[Image point annotation entries]
--- begin ---
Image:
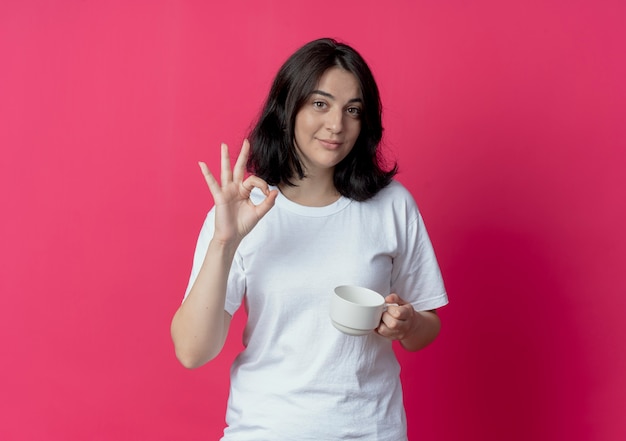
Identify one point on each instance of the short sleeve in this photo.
(416, 275)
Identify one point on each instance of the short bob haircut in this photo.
(274, 156)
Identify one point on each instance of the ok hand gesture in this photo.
--- end ---
OBJECTIVE
Please put every line of the entries above into a numbered list, skipping any blank lines and leaving the pictures out.

THE RESPONSE
1. Image:
2. Identify one point on each instance of the short sleeve in this photo.
3. (416, 275)
4. Identify one point on each instance of the short bob haircut in this photo.
5. (274, 156)
6. Identify one point on each instance of the ok hand gesture in this photo.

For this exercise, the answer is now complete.